Dataset listing
════
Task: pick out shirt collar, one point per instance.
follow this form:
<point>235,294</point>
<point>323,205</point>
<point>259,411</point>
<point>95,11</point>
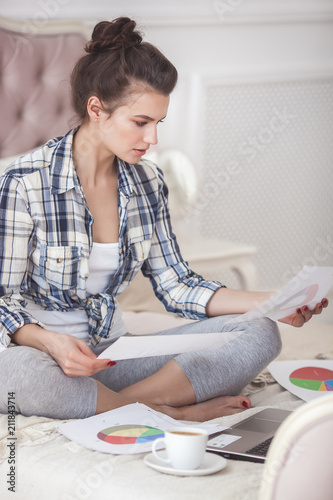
════
WORK TO BE COMPLETED: Copy the listing above word for word, leaving out the picture.

SOLUTION:
Task: pick out shirt collar, one point per instance.
follow this form:
<point>235,294</point>
<point>323,205</point>
<point>259,411</point>
<point>95,11</point>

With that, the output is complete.